START RECORD SET
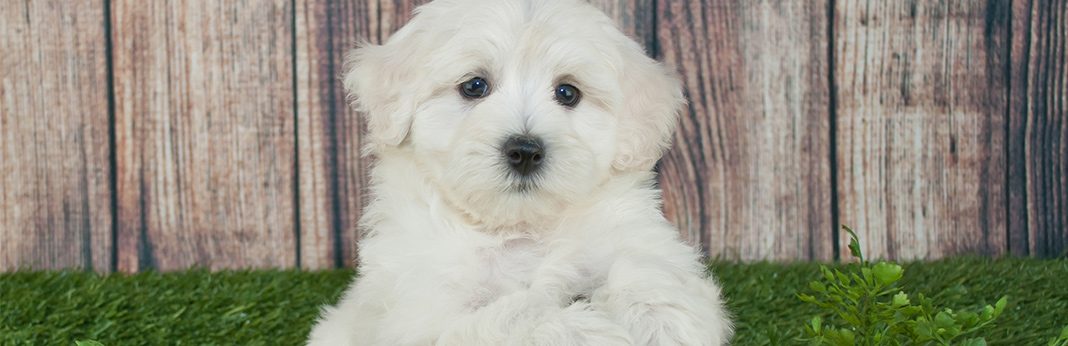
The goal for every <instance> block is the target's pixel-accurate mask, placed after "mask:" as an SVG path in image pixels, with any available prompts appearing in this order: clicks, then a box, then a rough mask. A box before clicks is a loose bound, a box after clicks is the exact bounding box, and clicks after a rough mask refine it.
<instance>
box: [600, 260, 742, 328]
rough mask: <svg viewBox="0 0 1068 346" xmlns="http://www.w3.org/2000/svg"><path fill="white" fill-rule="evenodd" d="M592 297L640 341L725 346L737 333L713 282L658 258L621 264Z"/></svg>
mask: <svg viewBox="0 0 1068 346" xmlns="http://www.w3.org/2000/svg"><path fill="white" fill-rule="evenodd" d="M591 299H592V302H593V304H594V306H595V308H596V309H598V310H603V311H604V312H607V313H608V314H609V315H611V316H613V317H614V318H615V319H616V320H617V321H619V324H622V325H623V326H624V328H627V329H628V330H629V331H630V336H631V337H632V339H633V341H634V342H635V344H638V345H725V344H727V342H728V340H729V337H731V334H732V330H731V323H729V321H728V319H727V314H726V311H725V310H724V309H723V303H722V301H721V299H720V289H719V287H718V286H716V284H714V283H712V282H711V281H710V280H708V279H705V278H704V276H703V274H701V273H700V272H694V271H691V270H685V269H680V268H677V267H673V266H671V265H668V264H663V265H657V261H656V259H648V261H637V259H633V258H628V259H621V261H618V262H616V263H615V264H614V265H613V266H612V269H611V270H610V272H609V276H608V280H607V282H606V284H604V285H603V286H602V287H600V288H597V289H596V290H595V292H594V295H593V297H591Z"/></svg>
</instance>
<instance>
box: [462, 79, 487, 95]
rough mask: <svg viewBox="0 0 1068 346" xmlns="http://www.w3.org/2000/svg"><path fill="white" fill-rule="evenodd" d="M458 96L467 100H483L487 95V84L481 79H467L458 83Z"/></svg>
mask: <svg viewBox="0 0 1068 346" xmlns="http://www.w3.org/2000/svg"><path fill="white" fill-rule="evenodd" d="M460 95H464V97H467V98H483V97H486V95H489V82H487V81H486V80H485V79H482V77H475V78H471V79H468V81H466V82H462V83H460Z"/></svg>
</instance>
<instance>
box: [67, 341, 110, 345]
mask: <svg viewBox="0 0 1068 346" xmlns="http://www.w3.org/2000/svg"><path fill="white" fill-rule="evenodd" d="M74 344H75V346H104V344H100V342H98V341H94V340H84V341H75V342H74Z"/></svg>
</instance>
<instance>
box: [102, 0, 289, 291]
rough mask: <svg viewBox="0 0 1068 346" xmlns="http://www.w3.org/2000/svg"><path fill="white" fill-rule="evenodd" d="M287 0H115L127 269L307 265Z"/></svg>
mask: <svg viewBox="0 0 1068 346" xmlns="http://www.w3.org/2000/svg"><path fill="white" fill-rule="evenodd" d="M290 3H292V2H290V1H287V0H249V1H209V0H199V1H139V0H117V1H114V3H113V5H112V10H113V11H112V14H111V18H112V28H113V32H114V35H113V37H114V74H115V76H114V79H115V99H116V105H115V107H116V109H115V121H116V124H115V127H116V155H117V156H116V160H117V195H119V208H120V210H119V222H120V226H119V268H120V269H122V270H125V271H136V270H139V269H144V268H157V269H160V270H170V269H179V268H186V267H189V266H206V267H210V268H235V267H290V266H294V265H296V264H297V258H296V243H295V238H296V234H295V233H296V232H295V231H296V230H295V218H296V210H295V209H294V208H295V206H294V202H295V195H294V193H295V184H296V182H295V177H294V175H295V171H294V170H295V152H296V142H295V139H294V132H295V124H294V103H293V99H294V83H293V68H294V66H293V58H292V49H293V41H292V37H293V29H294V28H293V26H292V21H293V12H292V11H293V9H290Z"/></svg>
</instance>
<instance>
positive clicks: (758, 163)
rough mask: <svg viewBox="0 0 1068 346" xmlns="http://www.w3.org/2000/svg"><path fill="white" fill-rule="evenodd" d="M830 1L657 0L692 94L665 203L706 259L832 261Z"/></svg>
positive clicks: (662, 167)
END RECORD SET
# [EXERCISE REQUIREMENTS]
Once the pictures are removed, set down what remains of the entries above exactly.

# [RESULT FOR THIS EXERCISE]
The goal for every <instance> block is the target's pixel-accurate mask, placed after "mask:" as an SVG path in image pixels, with any available prompts appearing in this order: clicks, then a box, then a rough mask. A box before clicks is a loose bound, a box after clicks is the exact bounding box, and clicks after a rough mask refine it.
<instance>
box: [600, 260, 742, 328]
rough mask: <svg viewBox="0 0 1068 346" xmlns="http://www.w3.org/2000/svg"><path fill="white" fill-rule="evenodd" d="M592 297L640 341L725 346L737 333L713 282L658 258L621 264Z"/></svg>
mask: <svg viewBox="0 0 1068 346" xmlns="http://www.w3.org/2000/svg"><path fill="white" fill-rule="evenodd" d="M591 299H592V302H593V304H594V306H595V308H596V309H598V310H603V311H604V312H607V313H608V314H609V315H611V316H613V317H614V318H615V319H616V320H617V321H619V324H622V325H623V326H624V328H627V329H628V330H629V331H630V336H631V337H632V339H633V341H634V342H635V344H638V345H725V344H727V342H728V340H729V337H731V334H732V330H731V323H729V321H728V319H727V314H726V311H725V310H724V309H723V303H722V301H721V299H720V289H719V287H718V286H716V284H714V283H712V282H711V281H710V280H708V279H705V278H704V276H703V274H701V273H700V272H694V271H691V270H685V269H680V268H677V267H673V266H671V265H668V264H663V265H657V261H656V259H648V261H637V259H633V258H628V259H621V261H618V262H616V263H615V264H614V265H613V266H612V269H611V270H610V272H609V276H608V280H607V282H606V284H604V285H603V286H602V287H600V288H597V289H596V290H595V292H594V295H593V297H591Z"/></svg>
</instance>
<instance>
box: [462, 79, 487, 95]
rough mask: <svg viewBox="0 0 1068 346" xmlns="http://www.w3.org/2000/svg"><path fill="white" fill-rule="evenodd" d="M458 96L467 100H483L487 95V84L481 79H467L458 83Z"/></svg>
mask: <svg viewBox="0 0 1068 346" xmlns="http://www.w3.org/2000/svg"><path fill="white" fill-rule="evenodd" d="M460 95H464V97H467V98H483V97H486V95H489V82H487V81H486V80H485V79H482V77H475V78H471V79H468V81H466V82H462V83H460Z"/></svg>
</instance>
<instance>
box: [67, 341, 110, 345]
mask: <svg viewBox="0 0 1068 346" xmlns="http://www.w3.org/2000/svg"><path fill="white" fill-rule="evenodd" d="M74 344H75V346H104V344H100V342H98V341H94V340H84V341H75V342H74Z"/></svg>
</instance>
<instance>
box: [102, 0, 289, 291]
rough mask: <svg viewBox="0 0 1068 346" xmlns="http://www.w3.org/2000/svg"><path fill="white" fill-rule="evenodd" d="M287 0H115L127 269L307 265Z"/></svg>
mask: <svg viewBox="0 0 1068 346" xmlns="http://www.w3.org/2000/svg"><path fill="white" fill-rule="evenodd" d="M290 3H292V2H290V1H287V0H249V1H209V0H199V1H139V0H117V1H114V3H113V5H112V10H113V11H112V14H111V18H112V28H113V32H114V35H113V37H114V74H115V76H114V79H115V99H116V105H115V107H116V109H115V121H116V124H115V127H116V155H117V156H116V160H117V195H119V208H120V210H119V222H120V226H119V268H120V269H122V270H125V271H136V270H139V269H144V268H157V269H160V270H170V269H179V268H186V267H189V266H206V267H210V268H235V267H290V266H294V265H296V264H297V258H296V243H295V238H296V234H295V233H296V232H295V231H296V230H295V218H296V210H295V209H294V208H295V206H294V202H295V195H294V193H295V184H296V182H295V177H294V175H295V171H294V170H295V152H296V142H295V139H294V132H295V124H294V103H293V99H294V83H293V68H294V66H293V58H292V49H293V41H292V37H293V29H294V28H293V26H292V21H293V12H292V11H293V9H290Z"/></svg>
</instance>
<instance>
positive clicks: (758, 163)
rough mask: <svg viewBox="0 0 1068 346" xmlns="http://www.w3.org/2000/svg"><path fill="white" fill-rule="evenodd" d="M830 1L657 0L692 94L665 203L706 259L832 261Z"/></svg>
positive clicks: (662, 167)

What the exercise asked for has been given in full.